------ Records for this task

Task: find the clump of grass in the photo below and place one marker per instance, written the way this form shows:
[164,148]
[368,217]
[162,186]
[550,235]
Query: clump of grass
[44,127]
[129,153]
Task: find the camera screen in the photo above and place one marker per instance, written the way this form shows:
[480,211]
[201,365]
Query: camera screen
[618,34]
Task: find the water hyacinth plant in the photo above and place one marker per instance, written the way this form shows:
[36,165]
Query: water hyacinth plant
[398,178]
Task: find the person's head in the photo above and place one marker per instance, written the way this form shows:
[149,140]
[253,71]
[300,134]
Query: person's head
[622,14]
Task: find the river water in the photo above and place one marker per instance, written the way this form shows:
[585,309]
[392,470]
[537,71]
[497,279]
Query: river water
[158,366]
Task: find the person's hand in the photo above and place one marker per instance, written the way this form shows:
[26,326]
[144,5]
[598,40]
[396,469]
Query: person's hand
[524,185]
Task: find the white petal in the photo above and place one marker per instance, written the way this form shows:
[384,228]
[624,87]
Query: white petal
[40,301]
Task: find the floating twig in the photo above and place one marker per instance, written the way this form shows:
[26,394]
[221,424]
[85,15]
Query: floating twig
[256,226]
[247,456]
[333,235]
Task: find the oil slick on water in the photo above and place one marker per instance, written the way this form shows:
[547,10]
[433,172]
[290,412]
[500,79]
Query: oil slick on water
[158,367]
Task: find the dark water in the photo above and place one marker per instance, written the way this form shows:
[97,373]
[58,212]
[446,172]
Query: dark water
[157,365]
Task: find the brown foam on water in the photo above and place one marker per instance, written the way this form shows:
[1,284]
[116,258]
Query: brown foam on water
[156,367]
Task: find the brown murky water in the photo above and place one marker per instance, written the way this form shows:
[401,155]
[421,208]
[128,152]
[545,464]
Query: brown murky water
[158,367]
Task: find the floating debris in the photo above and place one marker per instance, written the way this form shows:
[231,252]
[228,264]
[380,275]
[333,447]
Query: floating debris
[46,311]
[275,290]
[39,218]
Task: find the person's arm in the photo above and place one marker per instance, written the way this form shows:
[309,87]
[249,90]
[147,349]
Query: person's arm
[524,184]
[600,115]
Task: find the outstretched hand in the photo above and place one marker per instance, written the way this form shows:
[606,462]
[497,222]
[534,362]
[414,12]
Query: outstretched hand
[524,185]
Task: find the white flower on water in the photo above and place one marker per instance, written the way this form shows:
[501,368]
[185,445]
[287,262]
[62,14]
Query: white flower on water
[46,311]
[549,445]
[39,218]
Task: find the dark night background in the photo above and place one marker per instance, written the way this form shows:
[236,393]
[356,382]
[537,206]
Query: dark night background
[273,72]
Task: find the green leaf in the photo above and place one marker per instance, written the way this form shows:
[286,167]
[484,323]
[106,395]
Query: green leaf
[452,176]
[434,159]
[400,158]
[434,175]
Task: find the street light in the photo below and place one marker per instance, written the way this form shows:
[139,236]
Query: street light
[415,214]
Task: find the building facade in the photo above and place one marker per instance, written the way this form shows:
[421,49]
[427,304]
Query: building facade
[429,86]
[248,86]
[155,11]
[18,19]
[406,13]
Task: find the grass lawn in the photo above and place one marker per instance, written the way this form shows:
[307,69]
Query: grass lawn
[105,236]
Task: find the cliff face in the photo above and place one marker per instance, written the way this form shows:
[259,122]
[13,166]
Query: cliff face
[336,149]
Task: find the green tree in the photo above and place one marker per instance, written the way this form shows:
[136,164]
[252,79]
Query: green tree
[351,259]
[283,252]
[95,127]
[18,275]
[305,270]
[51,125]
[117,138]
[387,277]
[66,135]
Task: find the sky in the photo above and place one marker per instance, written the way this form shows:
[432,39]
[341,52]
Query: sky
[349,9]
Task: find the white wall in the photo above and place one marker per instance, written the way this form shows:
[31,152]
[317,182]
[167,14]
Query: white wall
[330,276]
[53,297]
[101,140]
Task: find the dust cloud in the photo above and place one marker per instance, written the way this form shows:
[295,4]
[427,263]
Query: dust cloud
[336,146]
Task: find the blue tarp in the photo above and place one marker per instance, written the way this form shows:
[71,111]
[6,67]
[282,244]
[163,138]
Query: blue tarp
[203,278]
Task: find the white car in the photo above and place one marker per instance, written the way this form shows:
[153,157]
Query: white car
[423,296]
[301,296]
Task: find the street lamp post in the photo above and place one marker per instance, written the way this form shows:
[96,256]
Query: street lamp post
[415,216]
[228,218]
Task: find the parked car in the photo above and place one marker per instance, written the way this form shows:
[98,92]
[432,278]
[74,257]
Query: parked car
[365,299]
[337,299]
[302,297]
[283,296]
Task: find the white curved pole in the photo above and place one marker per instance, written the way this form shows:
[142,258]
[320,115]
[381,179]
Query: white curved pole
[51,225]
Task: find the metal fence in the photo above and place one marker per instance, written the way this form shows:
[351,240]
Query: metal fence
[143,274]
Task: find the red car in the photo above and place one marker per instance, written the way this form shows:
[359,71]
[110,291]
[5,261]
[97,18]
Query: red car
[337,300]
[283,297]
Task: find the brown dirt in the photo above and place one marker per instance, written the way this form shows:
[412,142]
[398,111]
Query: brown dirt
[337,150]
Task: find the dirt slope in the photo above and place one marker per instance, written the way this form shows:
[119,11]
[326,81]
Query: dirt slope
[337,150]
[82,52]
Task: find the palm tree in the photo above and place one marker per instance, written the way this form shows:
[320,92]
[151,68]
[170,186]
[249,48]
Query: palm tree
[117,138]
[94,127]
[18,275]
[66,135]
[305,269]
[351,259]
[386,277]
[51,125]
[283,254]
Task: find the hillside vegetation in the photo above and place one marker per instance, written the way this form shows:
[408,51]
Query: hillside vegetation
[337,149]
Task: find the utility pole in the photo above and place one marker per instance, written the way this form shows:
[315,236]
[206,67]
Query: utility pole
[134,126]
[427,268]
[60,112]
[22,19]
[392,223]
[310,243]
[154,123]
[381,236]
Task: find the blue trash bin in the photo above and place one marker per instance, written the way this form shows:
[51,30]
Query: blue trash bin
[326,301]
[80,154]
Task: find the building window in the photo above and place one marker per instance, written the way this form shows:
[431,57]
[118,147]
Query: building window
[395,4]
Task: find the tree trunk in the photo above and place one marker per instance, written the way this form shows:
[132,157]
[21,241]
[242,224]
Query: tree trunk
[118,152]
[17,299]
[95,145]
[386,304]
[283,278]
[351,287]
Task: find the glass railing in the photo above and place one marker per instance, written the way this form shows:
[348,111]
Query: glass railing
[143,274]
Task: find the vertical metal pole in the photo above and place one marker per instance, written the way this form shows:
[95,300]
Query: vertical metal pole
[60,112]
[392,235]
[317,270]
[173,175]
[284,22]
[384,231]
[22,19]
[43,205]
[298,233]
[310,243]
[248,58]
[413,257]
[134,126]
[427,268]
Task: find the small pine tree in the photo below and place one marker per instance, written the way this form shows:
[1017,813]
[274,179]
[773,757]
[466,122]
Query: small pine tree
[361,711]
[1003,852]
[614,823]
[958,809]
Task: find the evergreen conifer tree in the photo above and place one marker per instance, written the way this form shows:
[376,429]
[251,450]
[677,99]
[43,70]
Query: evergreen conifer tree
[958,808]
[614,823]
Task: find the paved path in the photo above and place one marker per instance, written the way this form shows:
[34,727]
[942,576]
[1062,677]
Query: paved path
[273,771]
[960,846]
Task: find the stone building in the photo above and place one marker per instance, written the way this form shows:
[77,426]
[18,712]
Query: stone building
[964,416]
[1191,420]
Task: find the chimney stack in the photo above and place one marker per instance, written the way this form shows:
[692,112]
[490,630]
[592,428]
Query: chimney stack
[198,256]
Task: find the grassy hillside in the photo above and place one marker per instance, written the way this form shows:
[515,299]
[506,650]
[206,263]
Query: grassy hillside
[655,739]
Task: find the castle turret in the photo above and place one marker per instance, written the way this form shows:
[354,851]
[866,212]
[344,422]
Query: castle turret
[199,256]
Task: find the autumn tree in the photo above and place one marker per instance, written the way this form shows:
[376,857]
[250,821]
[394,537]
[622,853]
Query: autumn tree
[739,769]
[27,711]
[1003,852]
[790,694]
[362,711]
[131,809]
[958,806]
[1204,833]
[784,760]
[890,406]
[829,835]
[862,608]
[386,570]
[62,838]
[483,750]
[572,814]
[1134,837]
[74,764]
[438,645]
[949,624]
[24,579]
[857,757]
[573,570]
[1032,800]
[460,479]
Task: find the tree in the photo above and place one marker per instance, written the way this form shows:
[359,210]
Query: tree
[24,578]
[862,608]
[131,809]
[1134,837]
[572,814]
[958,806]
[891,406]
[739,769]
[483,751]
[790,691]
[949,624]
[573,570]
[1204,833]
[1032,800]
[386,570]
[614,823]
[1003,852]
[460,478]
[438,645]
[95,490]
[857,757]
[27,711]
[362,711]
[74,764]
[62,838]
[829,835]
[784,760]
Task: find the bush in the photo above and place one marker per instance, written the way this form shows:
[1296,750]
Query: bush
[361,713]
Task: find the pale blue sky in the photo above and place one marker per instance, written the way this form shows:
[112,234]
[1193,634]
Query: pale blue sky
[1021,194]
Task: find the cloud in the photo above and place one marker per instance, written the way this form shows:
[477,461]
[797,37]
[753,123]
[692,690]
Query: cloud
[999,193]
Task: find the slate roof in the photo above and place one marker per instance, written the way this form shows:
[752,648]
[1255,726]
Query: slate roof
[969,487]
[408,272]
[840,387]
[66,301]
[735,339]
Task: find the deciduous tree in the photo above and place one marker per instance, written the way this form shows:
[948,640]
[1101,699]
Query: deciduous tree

------------

## Task item
Please list every line of the records that contains "below".

## Problem solution
Task: find the clump of grass in the photo below and place one marker per instance, written the way this form shows:
Task: find the street light in the photo below and place one marker per instance, written the way this form shows:
Task: find the small pine tree in the photo below and place one marker per instance, written the way this form shows:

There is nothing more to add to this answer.